* PROBLEMS TO SOLVE:
**1)** According to the text on Virasam, how many books per year did the Virasam publishing cell produce?
**2)** From the text on Virasam, quote the part that opens with the words containing "The turning point" and closes with "ideologies and -isms.".

* TEXT:
------------------------------------------------
The turning point of Telugu literary history is 3 and 4 July of 1970. Poets who were invited to speak at the seminar/ poets who were not invited to the seminar/ poets who were going to be felicitated/ poets who were expelled/ poets who were going to boycott/ poets who were to be a member of the executive committee/ poets of all ideologies and -isms.

The stage was set. The cast: The players from Digambara Kavulu and Tirugabadu Kavulu. A high and mighty complex plot. The subtext: idealism versus worldliness.

On 3 and 4 July of 1970 the deliberations led to the formation of Viplava Rachayitala Sangham – Virasam (Revolutionary Writers’ Association), with Sri as president and four Digambara poets as members on the executive committee.

Those were the days: a good poet had to be a poet. More importantly, a poet had to be a reasonably good revolutionary too. The pen had to be wielded like a sledgehammer.

Point 2: The political

How does the 53-year-old history connect with the here-and-now.

The Virasam publishing cell produced 20-30 books per annum. In the last 53 years, there might be about a thousand books. If you look at the list of contemporary writers from the delta (the districts of Premchand’s , Krishna delta) and the writers from Rayalaseema and Srikakulam in the north to Nellore in the south, the results are an eye opener. A newer generation, especially Dalit students have been joining Virasam. Also stories and essays penned by women like Shahida, Midko, Nitya and Myna.

Consider: Nitya. She wrote a criticism of Premchand’s writings from a Left perspective. Nitya is the pen name used by U Krishna Kumari (Nirmala) who helmed the DK movement as Narmadakka (Saibaba case). She was diagnosed with advanced cancer and released for treatment. On cue, she was arrested in Hyderabad along with her partner. She was in Byculla jail for two years undergoing cancer treatment and finally sent to a centre in Bandra where she passed away last year. Besides being a writer (short stories, literary criticism, analytical essays), Nitya was a great organiser.

And that’s the thing about Virasam. It is not merely a movement about words. It’s also about the omnicompetent organisation abilities of poets. And that’s how an entire generation of poets like Pani, Rivera, Arasavilli Krishna, KKK Verma and Kenari have dared dare to pen poems about the Green Hunt operations, Janatana Sarkars and DK movement.

The group prints 1000 copies, which are dispatched to bookstores and book stalls. During meetings, these books are placed in stalls. And this is the legacy of VVR, who in addition to being a wordsmith is also an organiser and motivator of young men and women.

Point 3 - Allegorical

The late Shamsur Rahman Faruqi used to say, in India, the rupak is the reality (the myth is real).
------------------------------------------------
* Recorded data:
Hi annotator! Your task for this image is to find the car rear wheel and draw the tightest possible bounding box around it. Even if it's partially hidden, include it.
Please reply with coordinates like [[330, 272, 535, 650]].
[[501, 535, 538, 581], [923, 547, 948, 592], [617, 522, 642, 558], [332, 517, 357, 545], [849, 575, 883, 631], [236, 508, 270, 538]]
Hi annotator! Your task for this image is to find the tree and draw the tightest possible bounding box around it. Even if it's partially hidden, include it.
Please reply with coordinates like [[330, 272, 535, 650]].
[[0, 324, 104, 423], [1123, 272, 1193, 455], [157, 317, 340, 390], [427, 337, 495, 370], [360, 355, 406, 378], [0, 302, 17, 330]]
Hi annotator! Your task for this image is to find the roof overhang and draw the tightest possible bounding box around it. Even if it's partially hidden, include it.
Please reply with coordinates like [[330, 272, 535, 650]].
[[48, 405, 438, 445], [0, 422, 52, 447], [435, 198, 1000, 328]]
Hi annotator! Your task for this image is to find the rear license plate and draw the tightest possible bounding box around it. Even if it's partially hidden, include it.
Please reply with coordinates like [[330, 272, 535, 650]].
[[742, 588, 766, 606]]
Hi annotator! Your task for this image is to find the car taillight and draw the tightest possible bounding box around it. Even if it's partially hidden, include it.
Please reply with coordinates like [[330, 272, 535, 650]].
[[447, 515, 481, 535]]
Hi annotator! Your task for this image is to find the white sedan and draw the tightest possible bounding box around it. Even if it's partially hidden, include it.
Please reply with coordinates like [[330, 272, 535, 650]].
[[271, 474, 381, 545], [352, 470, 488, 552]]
------------------------------------------------
* ANSWERS TO THE EXERCISES:
**1)** 20 to 30 books per year.

**2)**
The turning point of Telugu literary history is 3 and 4 July of 1970. Poets who were invited to speak at the seminar/ poets who were not invited to the seminar/ poets who were going to be felicitated/ poets who were expelled/ poets who were going to boycott/ poets who were to be a member of the executive committee/ poets of all ideologies and -isms.